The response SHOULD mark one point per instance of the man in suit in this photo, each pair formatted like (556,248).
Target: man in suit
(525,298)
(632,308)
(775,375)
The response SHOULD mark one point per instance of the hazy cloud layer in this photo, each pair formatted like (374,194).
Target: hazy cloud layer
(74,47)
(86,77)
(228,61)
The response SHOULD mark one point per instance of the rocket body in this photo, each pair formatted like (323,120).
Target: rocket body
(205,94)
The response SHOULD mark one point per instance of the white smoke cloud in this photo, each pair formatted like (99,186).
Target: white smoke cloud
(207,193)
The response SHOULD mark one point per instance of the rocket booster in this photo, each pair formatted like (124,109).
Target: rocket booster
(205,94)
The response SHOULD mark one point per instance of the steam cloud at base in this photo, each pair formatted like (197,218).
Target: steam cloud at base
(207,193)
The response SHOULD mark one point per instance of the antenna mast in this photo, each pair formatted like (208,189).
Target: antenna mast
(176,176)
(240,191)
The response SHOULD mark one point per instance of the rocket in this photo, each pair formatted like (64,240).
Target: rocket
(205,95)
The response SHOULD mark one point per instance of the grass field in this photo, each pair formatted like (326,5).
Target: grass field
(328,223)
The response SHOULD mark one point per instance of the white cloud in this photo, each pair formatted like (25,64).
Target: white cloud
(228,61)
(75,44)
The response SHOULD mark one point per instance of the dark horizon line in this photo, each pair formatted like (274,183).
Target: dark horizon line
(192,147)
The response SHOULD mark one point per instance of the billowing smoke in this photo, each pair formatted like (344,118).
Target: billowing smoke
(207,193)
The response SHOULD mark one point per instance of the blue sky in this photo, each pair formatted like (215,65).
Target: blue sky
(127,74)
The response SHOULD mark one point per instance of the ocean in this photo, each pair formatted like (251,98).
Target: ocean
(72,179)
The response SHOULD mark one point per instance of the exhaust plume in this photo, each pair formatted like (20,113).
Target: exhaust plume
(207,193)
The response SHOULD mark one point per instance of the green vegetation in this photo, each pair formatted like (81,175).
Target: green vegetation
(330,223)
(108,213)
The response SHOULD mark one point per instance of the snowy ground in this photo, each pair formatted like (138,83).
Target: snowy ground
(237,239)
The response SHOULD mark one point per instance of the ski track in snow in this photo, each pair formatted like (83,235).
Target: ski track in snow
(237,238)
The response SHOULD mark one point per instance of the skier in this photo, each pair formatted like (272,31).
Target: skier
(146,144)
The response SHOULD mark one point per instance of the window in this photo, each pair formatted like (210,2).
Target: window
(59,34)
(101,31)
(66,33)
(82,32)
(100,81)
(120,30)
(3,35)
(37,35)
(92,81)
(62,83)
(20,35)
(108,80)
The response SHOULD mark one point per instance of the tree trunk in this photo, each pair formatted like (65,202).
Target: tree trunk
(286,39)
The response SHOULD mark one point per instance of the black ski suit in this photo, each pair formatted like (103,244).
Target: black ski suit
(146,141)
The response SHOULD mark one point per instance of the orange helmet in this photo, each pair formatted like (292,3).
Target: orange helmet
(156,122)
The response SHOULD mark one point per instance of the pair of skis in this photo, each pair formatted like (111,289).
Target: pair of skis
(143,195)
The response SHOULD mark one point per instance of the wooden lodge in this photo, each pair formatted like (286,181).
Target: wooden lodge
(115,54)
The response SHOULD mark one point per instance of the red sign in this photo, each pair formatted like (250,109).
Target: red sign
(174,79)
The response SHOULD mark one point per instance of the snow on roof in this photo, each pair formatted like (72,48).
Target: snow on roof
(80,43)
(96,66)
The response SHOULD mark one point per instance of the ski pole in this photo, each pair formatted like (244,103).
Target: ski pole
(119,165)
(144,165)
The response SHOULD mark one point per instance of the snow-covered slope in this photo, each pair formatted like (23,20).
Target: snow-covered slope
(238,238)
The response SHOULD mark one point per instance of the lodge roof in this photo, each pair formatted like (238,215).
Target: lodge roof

--------------------

TASK TO COMPLETE: Copy the records above exactly as they appear.

TASK OUTPUT:
The response SHOULD mark one point per instance of the man in suit in this photo, each pair formatted like (556,248).
Target: man in suit
(525,298)
(632,308)
(775,375)
The response SHOULD mark one point per instance of the hazy cloud layer in this photo, each pair formatted like (374,194).
Target: hazy cloud layer
(74,47)
(86,77)
(228,61)
The response SHOULD mark one point per instance of the rocket body in this photo, each pair formatted like (323,120).
Target: rocket body
(205,94)
The response SHOULD mark one point per instance of the white smoke cloud in this photo, each pair formatted like (99,186).
Target: white smoke cloud
(207,193)
The response SHOULD mark one point per instance of the rocket booster in this photo, each pair formatted like (124,109).
Target: rocket booster
(205,94)
The response SHOULD mark one point per instance of the steam cloud at base in this photo, each pair formatted like (197,218).
Target: steam cloud at base
(207,193)
The response SHOULD mark one point per instance of the antenna mast in this photo, each pair formatted like (208,189).
Target: antenna mast
(176,176)
(240,191)
The response SHOULD mark one point per instance of the rocket in this photo, each pair formatted like (64,240).
Target: rocket
(205,95)
The response SHOULD mark one point per instance of the grass field in this photo, each pair formatted like (326,5).
Target: grass field
(328,223)
The response SHOULD mark one point per instance of the white cloud in this photo, each pair formatted like (25,64).
Target: white cloud
(228,61)
(75,44)
The response SHOULD mark one point per instance of the dark horizon line in this photo, each pair formatted like (274,183).
Target: dark horizon line
(192,147)
The response SHOULD mark one point per instance of the billowing smoke in this photo, each pair formatted like (344,118).
Target: billowing smoke
(207,193)
The response SHOULD mark one point per instance of the blue sky in this photo, each pair formatted like (215,65).
Target: blue sky
(127,74)
The response SHOULD mark one point per instance of the ocean in this photo, each pair formatted like (251,98).
Target: ocean
(72,179)
The response SHOULD mark one point per instance of the exhaust plume in this photo, each pair formatted like (20,113).
Target: exhaust plume
(207,193)
The response SHOULD mark one point per instance of the green vegetation in this photo, each pair formatted like (81,175).
Target: green vegetation
(330,223)
(108,213)
The response SHOULD mark one point per instance of the snowy ground in this photo, each pair formatted like (138,83).
Target: snowy ground
(237,239)
The response SHOULD mark one point per instance of the ski track in snow in this photo, each pair formatted like (83,235).
Target: ski track in snow
(237,238)
The response SHOULD mark one point per instance of the skier in this photo, each pair formatted like (272,31).
Target: skier
(146,144)
The response SHOULD mark one point per instance of the window in this photo, each pair formatted like (210,2).
Target: window
(59,34)
(101,31)
(66,33)
(82,32)
(100,81)
(120,30)
(3,35)
(37,35)
(92,81)
(62,83)
(20,35)
(108,80)
The response SHOULD mark one point per instance of the tree trunk in this photo, each pair formatted like (65,202).
Target: tree trunk
(286,39)
The response SHOULD mark one point per instance of the black ski suit in this photo, each pair formatted like (103,244).
Target: black ski suit
(146,141)
The response SHOULD mark one point per instance of the orange helmet in this photo, each pair formatted like (292,3).
Target: orange helmet
(156,122)
The response SHOULD mark one point per instance of the pair of skis in this photo, each pair formatted like (111,289).
Target: pair of skis
(143,195)
The response SHOULD mark one point per instance of the wooden lodge in this photo, each pair formatted like (286,181).
Target: wooden lodge
(115,54)
The response SHOULD mark one point per instance of the red sign in this photo, each pair formatted like (250,109).
Target: red sign
(174,79)
The response SHOULD mark one point per instance of the snow on roof in this photo, each pair formatted like (72,48).
Target: snow on roof
(80,43)
(96,66)
The response SHOULD mark one point per instance of the ski pole in this photo, each pair formatted like (244,103).
Target: ski pole
(119,165)
(144,165)
The response SHOULD mark one point per instance of the snow-covered slope in this photo, each pair formatted like (23,20).
Target: snow-covered slope
(238,238)
The response SHOULD mark one point per instance of the lodge roof in this photo, each pair formatted like (238,215).
Target: lodge roof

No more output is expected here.